Each entry that follows should be retyped in full and exactly.

◆ Records for processing:
++++++++

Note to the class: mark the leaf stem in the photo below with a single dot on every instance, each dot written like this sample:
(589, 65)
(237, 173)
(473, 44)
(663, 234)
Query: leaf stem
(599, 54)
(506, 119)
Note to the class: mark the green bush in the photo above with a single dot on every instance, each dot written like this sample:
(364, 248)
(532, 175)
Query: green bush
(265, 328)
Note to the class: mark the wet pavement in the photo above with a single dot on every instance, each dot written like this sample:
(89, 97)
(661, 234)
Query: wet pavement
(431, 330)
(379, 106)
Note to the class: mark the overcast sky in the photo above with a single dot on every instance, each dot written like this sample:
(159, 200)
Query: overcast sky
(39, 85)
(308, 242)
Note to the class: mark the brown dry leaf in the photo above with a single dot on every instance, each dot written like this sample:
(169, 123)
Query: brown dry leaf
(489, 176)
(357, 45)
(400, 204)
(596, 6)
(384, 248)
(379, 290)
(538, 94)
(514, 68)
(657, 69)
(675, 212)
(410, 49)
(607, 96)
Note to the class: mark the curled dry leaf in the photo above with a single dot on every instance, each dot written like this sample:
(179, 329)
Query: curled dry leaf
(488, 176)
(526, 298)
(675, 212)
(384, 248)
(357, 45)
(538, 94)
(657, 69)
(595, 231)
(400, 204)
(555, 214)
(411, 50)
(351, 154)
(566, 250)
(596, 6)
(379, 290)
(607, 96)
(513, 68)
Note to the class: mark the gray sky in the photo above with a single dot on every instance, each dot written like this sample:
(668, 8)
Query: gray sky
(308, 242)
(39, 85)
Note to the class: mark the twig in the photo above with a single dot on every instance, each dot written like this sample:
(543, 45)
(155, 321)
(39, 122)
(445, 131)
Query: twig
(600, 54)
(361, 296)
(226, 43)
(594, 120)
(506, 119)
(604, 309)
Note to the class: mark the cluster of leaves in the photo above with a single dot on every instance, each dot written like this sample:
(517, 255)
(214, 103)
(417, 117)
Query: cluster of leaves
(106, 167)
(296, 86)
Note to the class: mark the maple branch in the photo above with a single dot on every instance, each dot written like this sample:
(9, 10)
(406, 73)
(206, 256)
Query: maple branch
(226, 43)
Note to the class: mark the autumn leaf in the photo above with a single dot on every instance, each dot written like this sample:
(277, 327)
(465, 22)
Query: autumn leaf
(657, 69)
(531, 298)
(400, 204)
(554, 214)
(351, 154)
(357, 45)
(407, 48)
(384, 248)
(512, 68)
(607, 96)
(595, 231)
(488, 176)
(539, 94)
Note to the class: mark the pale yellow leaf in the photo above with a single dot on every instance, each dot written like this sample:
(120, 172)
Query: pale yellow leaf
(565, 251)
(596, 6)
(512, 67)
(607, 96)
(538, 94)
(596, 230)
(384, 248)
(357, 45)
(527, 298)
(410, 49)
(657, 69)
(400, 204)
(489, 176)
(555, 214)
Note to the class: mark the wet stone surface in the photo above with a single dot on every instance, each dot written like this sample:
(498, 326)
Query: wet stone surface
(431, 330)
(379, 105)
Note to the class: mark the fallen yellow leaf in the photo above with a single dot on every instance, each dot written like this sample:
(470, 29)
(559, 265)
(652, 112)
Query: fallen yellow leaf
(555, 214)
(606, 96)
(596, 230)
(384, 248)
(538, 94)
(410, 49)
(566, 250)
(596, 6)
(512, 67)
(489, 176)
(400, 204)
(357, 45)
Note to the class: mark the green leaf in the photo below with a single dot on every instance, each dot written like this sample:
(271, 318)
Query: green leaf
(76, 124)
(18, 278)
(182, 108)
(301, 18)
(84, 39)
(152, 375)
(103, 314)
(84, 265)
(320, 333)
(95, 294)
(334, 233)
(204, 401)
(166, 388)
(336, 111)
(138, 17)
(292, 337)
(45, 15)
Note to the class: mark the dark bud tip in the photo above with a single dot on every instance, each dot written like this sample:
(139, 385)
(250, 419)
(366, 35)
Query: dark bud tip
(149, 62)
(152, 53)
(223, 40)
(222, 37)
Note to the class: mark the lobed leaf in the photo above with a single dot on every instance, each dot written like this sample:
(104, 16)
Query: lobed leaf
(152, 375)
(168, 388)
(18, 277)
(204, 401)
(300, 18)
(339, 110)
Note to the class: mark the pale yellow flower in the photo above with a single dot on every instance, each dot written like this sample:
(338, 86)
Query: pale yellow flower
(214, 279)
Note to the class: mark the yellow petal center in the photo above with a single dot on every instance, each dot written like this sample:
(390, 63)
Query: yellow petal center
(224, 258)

++++++++

◆ Task response:
Note to the class: mark the leaf stem in the photo below with a single dot on every instance, each dot written like this sample:
(589, 65)
(237, 173)
(473, 44)
(663, 234)
Query: leaf stem
(599, 54)
(506, 119)
Note to the class: mark the green bush in the photo above with a single dot on every instance, each dot written like this sample:
(364, 248)
(532, 175)
Query: green bush
(265, 328)
Note to the class: mark the wet pavement in the photo above with a single dot on every instance, each dot written like this sample:
(89, 97)
(661, 234)
Query: wet pavement
(431, 330)
(379, 106)
Note to the class: mark the overcast sky in the photo above with a single dot on every instance, each dot written like this sample:
(159, 200)
Query: overcast sky
(39, 85)
(308, 242)
Note to the class: mark the brown dry leaf in the photo above with a single dot on every instance, each dot written like this sample:
(169, 123)
Query: brown dry leaf
(489, 176)
(357, 45)
(400, 204)
(596, 6)
(384, 248)
(379, 290)
(538, 94)
(514, 68)
(657, 69)
(675, 212)
(410, 49)
(607, 96)
Note to the class: mark the curled dry leaf in the photo above with a single dot on every instance, each dot written like this sample:
(179, 329)
Query: curled dry leaf
(488, 176)
(526, 298)
(675, 212)
(384, 248)
(357, 45)
(538, 94)
(657, 69)
(595, 231)
(400, 204)
(555, 214)
(411, 50)
(351, 154)
(566, 250)
(596, 6)
(379, 290)
(607, 96)
(513, 68)
Note to the class: mark the gray sky in the photo above with a single dot on every instance, each dot written like this sample:
(668, 8)
Query: gray sky
(308, 242)
(39, 85)
Note to the class: mark the twig in the photo above with a single dot on every instance, each dot written like this sample:
(543, 45)
(155, 321)
(39, 122)
(445, 131)
Query: twig
(600, 54)
(361, 296)
(226, 43)
(594, 120)
(506, 119)
(604, 309)
Note to the class: mark the cluster of leaves in the photo above with a single dot on every instance, each dot written like this sample:
(517, 255)
(214, 103)
(417, 117)
Query: cluster of leaves
(106, 167)
(296, 86)
Note to the class: mark the maple branch in the photo above with a single dot on every instance, each dot written like this sample:
(9, 10)
(406, 73)
(206, 256)
Query: maple branch
(226, 43)
Note to the class: mark the autumn leaf in the photo above with a single dot on every instance, each dot written like this sample:
(277, 327)
(465, 22)
Query: autumn leaf
(657, 69)
(531, 298)
(400, 204)
(554, 214)
(351, 154)
(357, 45)
(407, 48)
(384, 248)
(512, 68)
(607, 96)
(595, 231)
(488, 176)
(539, 94)
Note to the class: mark the pale yellow leaf in the photo above with a single dot on every instance, each dot written like this sample:
(120, 172)
Query: pale yellow leaf
(565, 251)
(596, 6)
(512, 67)
(607, 96)
(538, 94)
(596, 230)
(384, 248)
(357, 45)
(527, 298)
(410, 49)
(657, 69)
(400, 204)
(489, 176)
(555, 214)
Note to the class: mark the wet stone surface in the photo above with a single dot on every instance, each dot written like this sample:
(498, 326)
Query: wet stone surface
(431, 330)
(379, 105)
Note to the class: mark the fallen yellow leaf in the photo above with a single dot on every instance, each dot written like this sample:
(470, 29)
(559, 265)
(652, 112)
Query: fallen yellow leaf
(555, 214)
(606, 96)
(596, 230)
(384, 248)
(538, 94)
(410, 49)
(566, 250)
(596, 6)
(512, 67)
(489, 176)
(400, 204)
(357, 45)
Note to the class: mark the green leaf in the photo below with a single dot on every instance, each dot written like this sample:
(271, 318)
Query: green leaf
(76, 124)
(18, 278)
(182, 108)
(301, 18)
(84, 39)
(152, 375)
(103, 314)
(84, 265)
(320, 333)
(95, 294)
(334, 233)
(204, 401)
(166, 388)
(336, 111)
(138, 17)
(292, 337)
(45, 15)
Note to the class: mark the dark bud tip in the photo above with a single dot on every instance, each dot written like this sample:
(139, 385)
(250, 419)
(366, 35)
Query: dark bud tip
(149, 62)
(152, 53)
(223, 40)
(222, 37)
Note to the class: mark the lobed leaf in the photo above with a single dot on every instance, each dot written like this sample:
(104, 16)
Query: lobed leaf
(152, 375)
(168, 388)
(18, 277)
(204, 401)
(300, 18)
(339, 110)
Note to the class: mark the pale yellow flower in the photo above with a single dot on every instance, each dot written like this sample:
(338, 86)
Query: pale yellow flower
(214, 279)
Note to the class: mark the yellow petal center in the photo above with a single dot on every instance, each dot written like this sample:
(390, 63)
Query: yellow petal center
(224, 258)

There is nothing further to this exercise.